> [TAREFAS ESCRITAS]:
• a. Reproduza sem alterações a passagem do texto sobre a canção “A Carne” que se inicia com as palavras “Pode soar como” e termina em “arriscar assim mesmo.”.
• b. Escreva o que vem a seguir no texto sobre a canção “A Carne”, começando logo depois da última frase apresentada.

> [TRECHO PARA LEITURA]:
((
30.4.23

A CARNE MAIS BARATA DO MERCADO


Pode soar como implicância da minha parte ou mesmo a opinião de quem não tem lugar de fala. Acredito até que ambas as impressões podem estar certas, mas como sou implicante por natureza e não sou negro por circunstâncias, vou arriscar assim mesmo.

Falo da belíssima canção gravada por Elza Soares: “A Carne” composta por Marcelo Yuka e Seu Jorge e que tem o poderoso refrão: “A Carne Mais Barata do Mercado é a Carne Negra”. Essa música passou a ser executada recentemente por cantoras como Larissa Luz com o refrão alterado para: A Carne Mais Barata do Mercado ERA a Carne Negra. 

Essa mudança não é uma mera alteração gramatical. Ela afeta mortalmente o sentido da canção original e remete à ideia de que o empoderamento dos negros modificou a realidade desigual do país. Assim, pela nova versão, a carne mais barata do mercado NÃO é mais a carne negra.

Pergunto então o que teria tomado o lugar da carne negra no mercado da “carne”. Qual seria hoje aquela carne que, seguindo o restante da letra original da canção,  vai de graça pra o presídio, pra debaixo do plástico, de graça pra o subemprego e pra os hospitais psiquiátricos?
))
> [MATERIAL FORNECIDO]:
((
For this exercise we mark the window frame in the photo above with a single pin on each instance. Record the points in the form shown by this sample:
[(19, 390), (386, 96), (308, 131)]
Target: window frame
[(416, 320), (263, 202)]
))
> [RESULTADOS DO EXERCÍCIO]:
• a.
Pode soar como implicância da minha parte ou mesmo a opinião de quem não tem lugar de fala. Acredito até que ambas as impressões podem estar certas, mas como sou implicante por natureza e não sou negro por circunstâncias, vou arriscar assim mesmo.

• b.
Sim, porque a alteração para a nova versão empoderada não ficou só no refrão, mas foi além ao cantar que a carne negra IA de graça pra o presídio/E para debaixo do plástico/Que IA de graça pra o subemprego/E para hospitais psiquiátricos”.

A mudança afeta o poder de denúncia da canção uma vez que se a carne negra não é mais a mais barata, tudo seria coisa do passado e já não é mais tão vergonhoso o que o nosso país faz (ou fez, como quer o intérprete) com seus negros. Ficou no passado.

Recentemente, no programa The Masked Singer Brasil na TV Globo, a cantora Larissa Luz cantou essa versão, como faz sempre em seus shows. Em um deles, disponível no YouTube em  https://www.youtube.com/watch?v=J4JsK7iazA8, ela faz um discurso proselitista em que justifica o porquê de a carne mais barata não ser mais a carne negra. Diz: “Agora não é mais assim porque a gente tem voz pra falar do que gosta e do que não gosta e como a gente quer que seja”.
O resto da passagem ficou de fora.